# Tips & ideas needed for baby bonding



## everhopeful (Feb 19, 2004)

We are only 8 weeks away from meeting our newbie daughter   Ooooh! I'm getting more excited by the day!!!!!!

Our first intro's were different because DD was 20mths old, and she could recognise faces in our family book, whereas newbie will only be 9mths old.
I've heard about smells and sounds being associated with the bonding techniques but I have no idea where to start!
Should I give FC something for newbie before intro's start? We have bought newbie a soft toy (especially for little babies!), could that we washed in our wash powder? Or sprayed with my body spray? Or even kept with me at night so it really gets my odour   (mmm, not sure about that one!!  )

But I really want to do whatever makes the first meet and the intense intro period easier for newbie. After all she is only a baby!!

Any ideas please ladies??

> **SHORT PROBLEM A**:
Quote the listing exactly from the line containing "[locate] white ceramic" through the last line of the listing, including both ends, and leave the pictures out of your answer.
The listing that follows has no connection to the forum thread on baby bonding.

Listing of labeled points
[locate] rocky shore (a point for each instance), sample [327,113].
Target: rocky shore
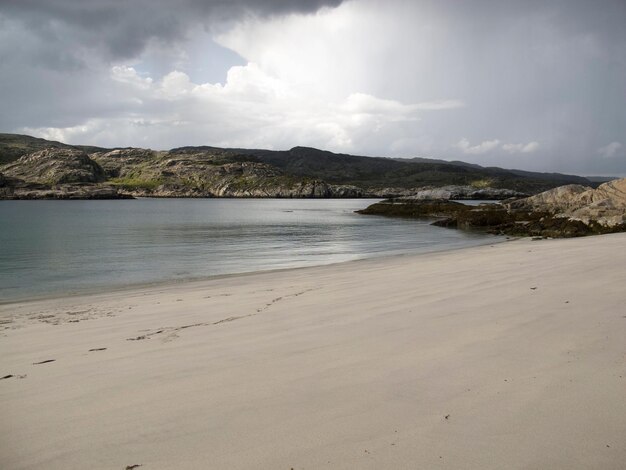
[568,211]
[38,169]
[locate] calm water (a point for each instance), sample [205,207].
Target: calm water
[61,247]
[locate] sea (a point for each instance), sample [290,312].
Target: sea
[58,248]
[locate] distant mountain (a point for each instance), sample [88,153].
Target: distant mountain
[553,177]
[13,146]
[376,172]
[206,171]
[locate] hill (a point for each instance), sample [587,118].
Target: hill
[299,172]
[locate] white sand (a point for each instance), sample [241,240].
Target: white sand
[521,345]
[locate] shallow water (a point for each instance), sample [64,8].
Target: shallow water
[50,248]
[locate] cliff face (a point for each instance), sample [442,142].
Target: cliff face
[60,173]
[56,166]
[216,172]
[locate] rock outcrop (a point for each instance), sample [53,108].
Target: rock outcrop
[568,211]
[55,174]
[55,166]
[466,192]
[605,205]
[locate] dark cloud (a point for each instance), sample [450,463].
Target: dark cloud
[121,29]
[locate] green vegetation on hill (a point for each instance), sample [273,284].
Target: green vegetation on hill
[206,170]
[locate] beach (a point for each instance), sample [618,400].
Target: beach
[511,355]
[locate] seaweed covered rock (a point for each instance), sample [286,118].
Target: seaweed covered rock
[415,208]
[605,205]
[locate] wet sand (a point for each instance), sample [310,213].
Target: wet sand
[503,356]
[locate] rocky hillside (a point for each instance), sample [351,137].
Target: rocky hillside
[605,204]
[373,173]
[37,165]
[64,173]
[567,211]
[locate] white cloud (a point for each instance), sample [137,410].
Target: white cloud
[530,147]
[252,108]
[484,147]
[610,150]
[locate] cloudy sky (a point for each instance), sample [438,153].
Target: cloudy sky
[532,84]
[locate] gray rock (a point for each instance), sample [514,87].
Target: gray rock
[55,166]
[605,205]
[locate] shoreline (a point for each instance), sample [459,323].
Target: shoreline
[103,290]
[506,355]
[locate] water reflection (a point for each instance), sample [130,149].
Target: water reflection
[57,247]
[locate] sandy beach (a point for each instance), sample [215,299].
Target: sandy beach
[502,356]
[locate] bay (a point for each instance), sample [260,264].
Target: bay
[54,248]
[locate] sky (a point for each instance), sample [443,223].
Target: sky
[529,84]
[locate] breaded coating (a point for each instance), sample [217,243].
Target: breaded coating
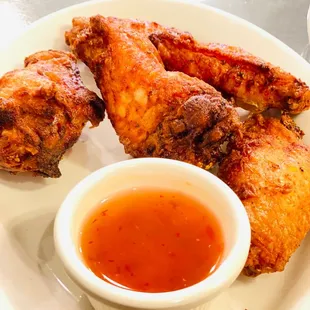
[154,112]
[255,85]
[269,169]
[43,109]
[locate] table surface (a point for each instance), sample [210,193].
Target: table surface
[285,19]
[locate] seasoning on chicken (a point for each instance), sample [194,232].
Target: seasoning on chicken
[43,109]
[269,169]
[154,112]
[255,85]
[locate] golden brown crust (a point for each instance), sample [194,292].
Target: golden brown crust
[43,109]
[255,84]
[151,109]
[269,169]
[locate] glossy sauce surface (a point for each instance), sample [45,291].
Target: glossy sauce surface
[151,240]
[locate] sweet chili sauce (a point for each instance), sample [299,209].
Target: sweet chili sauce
[151,240]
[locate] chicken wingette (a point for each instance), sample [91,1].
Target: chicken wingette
[43,109]
[269,169]
[154,112]
[255,84]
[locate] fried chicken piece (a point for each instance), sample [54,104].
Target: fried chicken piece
[255,85]
[154,112]
[43,109]
[269,169]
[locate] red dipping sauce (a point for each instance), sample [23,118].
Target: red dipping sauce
[152,240]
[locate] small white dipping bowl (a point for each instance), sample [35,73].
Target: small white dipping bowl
[158,173]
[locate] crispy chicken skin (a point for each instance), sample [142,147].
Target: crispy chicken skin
[154,112]
[43,109]
[269,169]
[255,85]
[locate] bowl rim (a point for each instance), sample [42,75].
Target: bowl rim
[222,277]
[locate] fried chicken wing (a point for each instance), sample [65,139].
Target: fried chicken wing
[269,169]
[154,112]
[43,109]
[255,84]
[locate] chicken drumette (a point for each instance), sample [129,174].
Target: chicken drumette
[154,112]
[43,109]
[269,169]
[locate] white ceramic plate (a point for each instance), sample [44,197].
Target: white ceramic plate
[31,276]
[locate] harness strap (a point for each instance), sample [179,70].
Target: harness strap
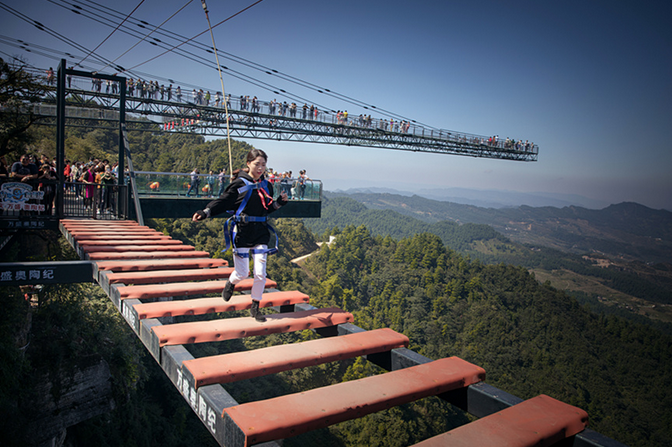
[230,227]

> **SHORT PROBLEM B**:
Print the passage from the baby bonding thread from "Should I give" up to and including "ideas please ladies??", with no changes.

> **TASK SOLUTION A**:
[locate] white ceramic plate (a point for each instance), sample [44,197].
Target: white ceramic plate
[31,276]
[locate] harness strap (a point for each instance), sample [179,70].
Target: harness strap
[230,227]

> **TASK SOLUTION B**:
Should I give FC something for newbie before intro's start? We have bought newbie a soft toy (especially for little babies!), could that we washed in our wash powder? Or sprayed with my body spray? Or even kept with me at night so it really gets my odour   (mmm, not sure about that one!!  )

But I really want to do whatever makes the first meet and the intense intro period easier for newbie. After all she is only a baby!!

Any ideas please ladies??